• _Extract_
= = =

Mom to Alfonso (Alfy) Anthony

Born into Heaven April 6, 2012

Omaha, Nebraska

From Shannon’s blog post, Alfonso (Alfy):

It took me almost a full month to type Alfy’s story. 

Thursday, April 5, 2012, I had an appointment with my OB.  I was 28 weeks pregnant.  I remember going to work that day and being so excited for my afternoon appointment, for two reasons.  1) I couldn’t wait to hear Alfy’s (note that at this time we still referred to him as “the baby” because we did not know the sex) heartbeat again and to see how we were progressing.  2) We were doing staff interviews for our summer employees and the appointment meant we had to end interviews early that day.  I love my job and even doing the interviews, but interviewing approximately 70 college students in the matter of 5 days can be a bit overwhelming and tiresome at times, especially when you are 28 weeks pregnant.  I even missed an interview that afternoon due to a post office/lunch run with one of my hallway friends.  Either way, I was excited for my appointment, to learn a little bit more about my kiddo.

I left work at approximately 3:15pm which was cutting it close for my 4:15pm appointment. (I commute approximately 45 miles each way and my OB’s office is located 15 minutes past my house.)  My husband and I drove separately that day to ensure that he would be on time to the appointment as well.  I got to the office right at 4:15.  We went in and waited for a couple of minutes as always.  When called back, we went through the usual routine, put my purse in Room 8, step on the scale to see how the weight was coming (I hadn’t put on any weight since my last appointment), pee in the cup, take blood pressure and answer some questions from the nurse.

= = =

• _Information shown_
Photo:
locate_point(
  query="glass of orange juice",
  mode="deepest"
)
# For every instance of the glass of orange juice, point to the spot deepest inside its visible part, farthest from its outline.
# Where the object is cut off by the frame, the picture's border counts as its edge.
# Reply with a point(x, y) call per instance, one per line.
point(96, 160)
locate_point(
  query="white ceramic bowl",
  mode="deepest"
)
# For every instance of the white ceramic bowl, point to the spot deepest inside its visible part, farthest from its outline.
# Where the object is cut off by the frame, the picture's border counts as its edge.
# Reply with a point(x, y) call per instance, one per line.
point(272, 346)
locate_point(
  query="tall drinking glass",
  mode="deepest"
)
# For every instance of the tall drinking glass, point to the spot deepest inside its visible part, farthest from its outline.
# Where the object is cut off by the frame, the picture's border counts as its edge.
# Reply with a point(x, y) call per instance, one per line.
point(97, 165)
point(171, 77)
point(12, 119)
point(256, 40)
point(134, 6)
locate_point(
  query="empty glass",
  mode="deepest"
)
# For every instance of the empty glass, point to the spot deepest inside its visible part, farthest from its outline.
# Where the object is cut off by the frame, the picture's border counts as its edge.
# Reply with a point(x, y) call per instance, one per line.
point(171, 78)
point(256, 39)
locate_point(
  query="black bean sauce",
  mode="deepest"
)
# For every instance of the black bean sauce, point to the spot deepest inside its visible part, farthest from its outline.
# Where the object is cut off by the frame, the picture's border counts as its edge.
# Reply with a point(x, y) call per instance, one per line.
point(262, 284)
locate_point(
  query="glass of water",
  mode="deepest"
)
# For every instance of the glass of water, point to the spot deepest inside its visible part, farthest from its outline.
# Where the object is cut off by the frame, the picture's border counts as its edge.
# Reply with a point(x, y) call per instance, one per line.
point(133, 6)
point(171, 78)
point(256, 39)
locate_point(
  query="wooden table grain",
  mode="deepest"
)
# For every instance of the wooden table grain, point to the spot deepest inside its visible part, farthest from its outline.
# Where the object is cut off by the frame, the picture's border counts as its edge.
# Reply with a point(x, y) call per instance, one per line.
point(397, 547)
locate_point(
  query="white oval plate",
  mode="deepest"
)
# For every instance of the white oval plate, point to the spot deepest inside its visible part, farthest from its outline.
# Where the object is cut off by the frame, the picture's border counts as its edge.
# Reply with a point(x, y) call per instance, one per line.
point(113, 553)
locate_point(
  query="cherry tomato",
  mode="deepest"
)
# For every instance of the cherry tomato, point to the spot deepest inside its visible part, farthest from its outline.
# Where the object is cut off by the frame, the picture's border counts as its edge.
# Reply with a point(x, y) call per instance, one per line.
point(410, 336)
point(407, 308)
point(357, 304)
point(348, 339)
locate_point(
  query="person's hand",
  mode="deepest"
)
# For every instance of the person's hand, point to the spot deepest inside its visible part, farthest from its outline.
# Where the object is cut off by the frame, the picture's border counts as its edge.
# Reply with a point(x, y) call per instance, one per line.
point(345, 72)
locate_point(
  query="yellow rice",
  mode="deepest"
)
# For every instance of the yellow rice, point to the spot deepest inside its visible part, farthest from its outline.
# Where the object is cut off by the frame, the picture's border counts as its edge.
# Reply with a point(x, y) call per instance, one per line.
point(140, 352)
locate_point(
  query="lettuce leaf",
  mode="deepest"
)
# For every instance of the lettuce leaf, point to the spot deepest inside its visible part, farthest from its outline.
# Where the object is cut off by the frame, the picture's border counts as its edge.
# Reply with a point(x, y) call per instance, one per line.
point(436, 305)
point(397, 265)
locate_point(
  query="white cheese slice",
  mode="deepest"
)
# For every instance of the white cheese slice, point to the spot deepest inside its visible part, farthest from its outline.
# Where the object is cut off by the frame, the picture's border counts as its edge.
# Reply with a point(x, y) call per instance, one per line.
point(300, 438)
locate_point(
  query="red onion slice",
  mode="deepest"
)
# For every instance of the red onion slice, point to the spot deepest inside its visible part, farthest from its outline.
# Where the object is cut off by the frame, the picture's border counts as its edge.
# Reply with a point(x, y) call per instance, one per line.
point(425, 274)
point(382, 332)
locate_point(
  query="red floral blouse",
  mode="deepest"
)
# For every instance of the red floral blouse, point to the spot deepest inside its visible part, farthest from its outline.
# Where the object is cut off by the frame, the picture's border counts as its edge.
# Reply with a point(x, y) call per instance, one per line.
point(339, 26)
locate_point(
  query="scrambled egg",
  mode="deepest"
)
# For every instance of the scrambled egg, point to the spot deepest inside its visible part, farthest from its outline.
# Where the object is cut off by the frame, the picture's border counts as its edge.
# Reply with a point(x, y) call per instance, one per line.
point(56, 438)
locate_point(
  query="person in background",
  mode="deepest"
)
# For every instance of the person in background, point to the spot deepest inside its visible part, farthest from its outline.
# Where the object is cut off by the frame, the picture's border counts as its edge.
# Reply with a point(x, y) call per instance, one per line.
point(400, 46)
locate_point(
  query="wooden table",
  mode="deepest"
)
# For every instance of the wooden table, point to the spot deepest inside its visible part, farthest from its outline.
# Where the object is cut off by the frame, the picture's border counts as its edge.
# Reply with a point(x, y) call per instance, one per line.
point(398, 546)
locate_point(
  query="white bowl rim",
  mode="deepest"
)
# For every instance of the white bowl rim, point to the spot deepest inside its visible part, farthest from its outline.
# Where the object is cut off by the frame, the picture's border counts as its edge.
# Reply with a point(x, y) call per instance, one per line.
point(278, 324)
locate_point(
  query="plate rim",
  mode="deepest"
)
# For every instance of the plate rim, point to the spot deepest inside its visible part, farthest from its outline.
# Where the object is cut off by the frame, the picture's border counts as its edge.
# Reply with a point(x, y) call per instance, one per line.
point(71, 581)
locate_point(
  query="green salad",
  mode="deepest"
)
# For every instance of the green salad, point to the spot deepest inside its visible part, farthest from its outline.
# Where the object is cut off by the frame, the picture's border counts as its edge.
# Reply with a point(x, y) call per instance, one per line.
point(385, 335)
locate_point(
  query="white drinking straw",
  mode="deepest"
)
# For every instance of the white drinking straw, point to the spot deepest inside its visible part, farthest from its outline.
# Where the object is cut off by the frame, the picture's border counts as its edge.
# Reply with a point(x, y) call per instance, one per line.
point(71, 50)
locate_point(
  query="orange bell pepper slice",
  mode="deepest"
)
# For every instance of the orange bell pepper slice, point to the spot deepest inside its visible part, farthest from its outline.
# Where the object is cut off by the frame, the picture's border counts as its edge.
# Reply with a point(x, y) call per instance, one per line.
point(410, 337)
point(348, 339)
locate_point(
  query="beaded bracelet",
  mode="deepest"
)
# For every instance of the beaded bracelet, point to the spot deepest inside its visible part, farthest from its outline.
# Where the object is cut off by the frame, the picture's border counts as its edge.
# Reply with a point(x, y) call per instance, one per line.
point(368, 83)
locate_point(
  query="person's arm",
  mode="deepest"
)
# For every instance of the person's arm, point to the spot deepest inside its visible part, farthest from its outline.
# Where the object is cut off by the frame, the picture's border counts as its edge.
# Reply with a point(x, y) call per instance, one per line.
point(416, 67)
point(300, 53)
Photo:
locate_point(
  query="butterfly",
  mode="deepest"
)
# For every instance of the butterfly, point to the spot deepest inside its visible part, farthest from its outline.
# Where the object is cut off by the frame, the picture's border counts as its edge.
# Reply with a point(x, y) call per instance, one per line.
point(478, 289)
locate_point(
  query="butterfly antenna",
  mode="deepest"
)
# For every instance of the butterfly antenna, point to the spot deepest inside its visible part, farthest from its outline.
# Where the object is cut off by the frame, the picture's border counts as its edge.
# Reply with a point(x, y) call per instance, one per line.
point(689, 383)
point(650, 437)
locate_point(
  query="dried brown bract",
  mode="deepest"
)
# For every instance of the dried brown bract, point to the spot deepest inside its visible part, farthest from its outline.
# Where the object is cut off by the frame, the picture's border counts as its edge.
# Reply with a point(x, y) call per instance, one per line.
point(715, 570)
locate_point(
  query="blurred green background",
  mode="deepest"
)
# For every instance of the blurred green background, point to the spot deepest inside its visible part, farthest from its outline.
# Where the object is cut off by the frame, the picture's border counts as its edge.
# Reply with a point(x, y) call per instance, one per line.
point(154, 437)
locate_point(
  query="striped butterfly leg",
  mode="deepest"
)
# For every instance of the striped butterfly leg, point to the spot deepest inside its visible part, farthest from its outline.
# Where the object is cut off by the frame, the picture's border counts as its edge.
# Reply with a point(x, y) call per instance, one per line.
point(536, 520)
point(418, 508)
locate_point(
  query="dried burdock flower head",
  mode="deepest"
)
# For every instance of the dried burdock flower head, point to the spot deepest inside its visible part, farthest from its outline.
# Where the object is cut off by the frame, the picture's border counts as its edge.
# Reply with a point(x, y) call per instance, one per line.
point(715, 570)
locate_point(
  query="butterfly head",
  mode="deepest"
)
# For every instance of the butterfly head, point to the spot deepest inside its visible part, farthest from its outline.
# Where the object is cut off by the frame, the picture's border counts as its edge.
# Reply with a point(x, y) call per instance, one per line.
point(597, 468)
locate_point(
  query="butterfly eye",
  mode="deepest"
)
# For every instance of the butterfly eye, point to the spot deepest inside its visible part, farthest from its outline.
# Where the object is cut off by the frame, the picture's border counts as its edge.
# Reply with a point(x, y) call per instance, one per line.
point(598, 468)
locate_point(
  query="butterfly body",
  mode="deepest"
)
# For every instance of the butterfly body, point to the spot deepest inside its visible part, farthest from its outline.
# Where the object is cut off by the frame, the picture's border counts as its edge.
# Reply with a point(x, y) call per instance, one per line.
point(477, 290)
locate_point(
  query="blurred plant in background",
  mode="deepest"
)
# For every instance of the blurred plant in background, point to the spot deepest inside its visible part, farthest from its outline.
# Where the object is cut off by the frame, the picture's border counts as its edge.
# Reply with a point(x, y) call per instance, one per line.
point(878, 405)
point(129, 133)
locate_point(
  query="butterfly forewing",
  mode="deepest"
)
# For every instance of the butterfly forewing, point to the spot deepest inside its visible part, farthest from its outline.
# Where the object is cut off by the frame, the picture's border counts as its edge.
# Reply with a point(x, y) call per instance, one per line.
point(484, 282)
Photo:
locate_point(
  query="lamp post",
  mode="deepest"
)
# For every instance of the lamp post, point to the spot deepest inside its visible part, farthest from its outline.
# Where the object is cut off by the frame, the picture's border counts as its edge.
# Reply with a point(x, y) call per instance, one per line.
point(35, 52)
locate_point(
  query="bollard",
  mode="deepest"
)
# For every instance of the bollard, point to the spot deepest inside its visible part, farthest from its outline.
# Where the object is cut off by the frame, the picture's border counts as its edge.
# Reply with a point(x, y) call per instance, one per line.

= = =

• _Exercise_
Write the next part of Shannon's account of Alfy's birth, picking up right after the nurse's questions at the 28-week appointment.

• _Exercise response_
The nurse asked me if I had been feeling movement from the baby.  I told her I thought so but it was different than it was in the beginning.  I had actually called the OB’s office almost two weeks earlier (Monday, March 26) to inquire about the movement as it seemed to have changed.  The nurse I spoke with told me that the feeling of movements generally change between 26 and 28 weeks due to the size of the baby, which is right where I was.  I assumed the nurse had asked me about movement because there was a note in my chart reflecting this phone call. 

My OB came in a few minutes later.  I laid back on the table and she measured my stomach.  She took out the fetal heart rate monitor and started to look for the Alfy’s heartbeat, but she was having a hard time finding it.  At this point I can say that I was not concerned.  Alfy always had a way of moving during appointments that made him hard to see and/or hear.  She suggested we do a quick ultrasound to check on him.  We went to the ultrasound room just a few doors down.  Even at this point, I still was not concerned.  It had never crossed my mind that Alfy, my baby, my kiddo, might be gone.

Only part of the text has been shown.